Begin MATERIAL FOR THIS EXERCISE

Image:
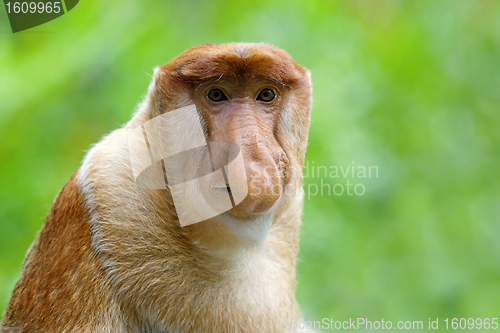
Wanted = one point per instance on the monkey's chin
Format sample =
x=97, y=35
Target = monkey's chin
x=254, y=205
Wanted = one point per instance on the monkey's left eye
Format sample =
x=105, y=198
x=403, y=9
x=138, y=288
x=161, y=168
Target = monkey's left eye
x=217, y=95
x=266, y=95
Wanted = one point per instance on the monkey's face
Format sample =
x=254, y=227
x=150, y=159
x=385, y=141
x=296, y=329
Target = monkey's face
x=251, y=95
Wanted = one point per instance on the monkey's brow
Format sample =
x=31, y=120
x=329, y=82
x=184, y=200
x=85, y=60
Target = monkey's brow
x=260, y=77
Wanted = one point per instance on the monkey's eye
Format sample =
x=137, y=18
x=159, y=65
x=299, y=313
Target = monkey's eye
x=266, y=95
x=217, y=95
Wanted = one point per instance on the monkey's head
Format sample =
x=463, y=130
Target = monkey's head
x=252, y=95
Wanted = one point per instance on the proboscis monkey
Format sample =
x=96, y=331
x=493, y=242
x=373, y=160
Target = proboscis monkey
x=112, y=255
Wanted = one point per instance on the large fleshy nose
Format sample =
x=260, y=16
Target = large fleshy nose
x=259, y=149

End MATERIAL FOR THIS EXERCISE

=== PROBLEM STATEMENT ===
Reproduce the data above word for word, leaving out the pictures.

=== OUTPUT FOR THIS EXERCISE ===
Image:
Wanted = one point per instance on the monkey's chin
Format sample =
x=97, y=35
Target = monkey's chin
x=254, y=205
Wanted = one point per instance on the monkey's left eye
Format sample =
x=105, y=198
x=403, y=9
x=138, y=288
x=161, y=168
Target = monkey's left eye
x=217, y=95
x=266, y=95
Wanted = one point per instance on the monkey's face
Format sample =
x=254, y=227
x=150, y=159
x=385, y=141
x=296, y=329
Target = monkey's face
x=251, y=95
Wanted = one point per instance on the monkey's brow
Format sample =
x=31, y=120
x=329, y=82
x=184, y=200
x=85, y=60
Target = monkey's brow
x=260, y=77
Wanted = one point per instance on the monkey's eye
Format sample =
x=137, y=18
x=159, y=65
x=299, y=313
Target = monkey's eye
x=266, y=95
x=217, y=95
Wanted = one point per instance on the monkey's head
Format sample =
x=463, y=130
Target = monkey's head
x=252, y=95
Wanted = one point per instance on the proboscis monkey
Format sample =
x=96, y=331
x=493, y=242
x=373, y=160
Target = proboscis monkey
x=112, y=255
Wanted = one point per instance on the large fleshy nose
Format sample =
x=260, y=16
Target = large fleshy nose
x=259, y=149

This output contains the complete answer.